━━━━━ Reading passage

Important: For all remaining questions in this assignment please use the limited data frame you created in Problem 2.3.
Problem 3.1 - Summarizing Opinions about Internet Privacy
Which variables have missing values in the limited data frame? (Select all that apply.)
Explanation
You can read the number of missing values for each variable from summary(limited)
Problem 3.2 - Summarizing Opinions about Internet Privacy
What is the average number of pieces of personal information on the Internet, according to the Info.On.Internet variable?
Explanation
This can be obtained with mean(limited$Info.On.Internet) or summary(limited$Info.On.Internet)
Problem 3.3 - Summarizing Opinions about Internet Privacy
How many interviewees reported a value of 0 for Info.On.Internet?
How many interviewees reported the maximum value of 11 for Info.On.Internet?
Explanation
These can be read from table(limited$Info.On.Internet)
Problem 3.4 - Summarizing Opinions about Internet Privacy
What proportion of interviewees who answered the Worry.About.Info question worry about how much information is available about them on the Internet? Note that to compute this proportion you will be dividing by the number of people who answered the Worry.About.Info question, not the total number of people in the data frame.
Explanation
From table(limited$Worry.About.Info), we see that 386 of interviewees worry about their info, and 404 do not. Therefore, there were 386+404=790 people who answered the question, and the proportion of them who worry about their info is 386/790=0.4886. Note that we did not divide by 792 (the total number of people in the data frame) to compute this proportion.
An easier way to compute this value is from the summary(limited) output. The mean value of a variable that has values 1 and 0 will be the proportion of the values that are a 1.
Problem 3.5 - Summarizing Opinions about Internet Privacy
What proportion of interviewees who answered the Anonymity.Possible question think it is possible to be completely anonymous on the Internet?
Explanation
From table(limited$Anonymity.Possible), 278 respondents said anonymity is possible and 475 said it is not. Therefore, the desired proportion is 278/(278+475)=0.3692. This can also be read from summary(limited$Anonymity.Possible).
Problem 3.6 - Summarizing Opinions about Internet Privacy
What proportion of interviewees who answered the Tried.Masking.Identity question have tried masking their identity on the Internet?
Explanation
This can be computed with the command table(limited$Tried.Masking.Identity). The output tells us that of all the respondents who answered the Tried.Masking.Identity question, 128 out of (128+656) have tried masking their identity on the internet.
Problem 3.7 - Summarizing Opinions about Internet Privacy
What proportion of interviewees who answered the Privacy.Laws.Effective question find United States privacy laws effective?
Explanation
We can find this number with the command table(limited$Privacy.Laws.Effective). The output tells us that 186 out of (186+541) people who answered the Privacy.Laws.Effective question find US privacy laws effective.
Problem 4.1 - Relating Demographics to Polling Results
Often, we are interested in whether certain characteristics of interviewees (e.g. their age or political opinions) affect their opinions on the topic of the poll (in this case, opinions on privacy). In this section, we will investigate the relationship between the characteristics Age and Smartphone and outcome variables Info.On.Internet and Tried.Masking.Identity, again using the limited data frame we built in an earlier section of this problem.
Build a histogram of the age of interviewees. What is the best represented age group in the population?

━━━━━━━━━━
━━━━━ Supplied records

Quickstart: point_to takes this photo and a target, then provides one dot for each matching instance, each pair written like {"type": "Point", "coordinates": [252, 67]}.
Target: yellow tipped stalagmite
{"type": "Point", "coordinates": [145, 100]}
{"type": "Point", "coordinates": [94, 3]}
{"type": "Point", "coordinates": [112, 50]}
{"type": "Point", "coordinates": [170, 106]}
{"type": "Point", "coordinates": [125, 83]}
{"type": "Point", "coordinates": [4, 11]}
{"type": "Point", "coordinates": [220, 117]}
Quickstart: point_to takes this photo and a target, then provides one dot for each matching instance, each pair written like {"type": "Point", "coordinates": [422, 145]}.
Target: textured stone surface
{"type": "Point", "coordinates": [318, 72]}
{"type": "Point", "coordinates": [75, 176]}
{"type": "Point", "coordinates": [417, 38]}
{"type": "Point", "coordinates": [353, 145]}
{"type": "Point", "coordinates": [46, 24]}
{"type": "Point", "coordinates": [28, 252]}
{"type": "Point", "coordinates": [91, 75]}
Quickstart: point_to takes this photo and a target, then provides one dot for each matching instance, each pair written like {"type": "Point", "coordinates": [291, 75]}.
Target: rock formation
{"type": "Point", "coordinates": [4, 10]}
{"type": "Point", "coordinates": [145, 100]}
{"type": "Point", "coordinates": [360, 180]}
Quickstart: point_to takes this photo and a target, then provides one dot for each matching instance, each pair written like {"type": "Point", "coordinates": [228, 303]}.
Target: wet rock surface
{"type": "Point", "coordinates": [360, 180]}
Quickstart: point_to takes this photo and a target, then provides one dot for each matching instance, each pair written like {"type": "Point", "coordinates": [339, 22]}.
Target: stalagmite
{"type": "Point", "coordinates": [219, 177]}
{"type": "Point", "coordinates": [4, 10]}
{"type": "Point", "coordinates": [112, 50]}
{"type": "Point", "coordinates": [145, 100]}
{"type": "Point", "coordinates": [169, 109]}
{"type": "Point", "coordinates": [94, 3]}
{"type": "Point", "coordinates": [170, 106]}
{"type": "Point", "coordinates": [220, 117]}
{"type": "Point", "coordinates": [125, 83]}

━━━━━━━━━━

- **What you need to do**:
**1)** Answer these questions from the Internet privacy assignment, one answer per line.
(a) Which command shows the number of missing values for each variable in the limited data frame?
(b) According to the table of Worry.About.Info, how many interviewees worry about their info?
(c) How many respondents said anonymity is possible?
**2)** List every line of the records that contains the word "stalagmite".

- **Answers to the problems**:
**1)**
(a) summary(limited)
(b) 386
(c) 278

**2)**
Target: yellow tipped stalagmite
Target: stalagmite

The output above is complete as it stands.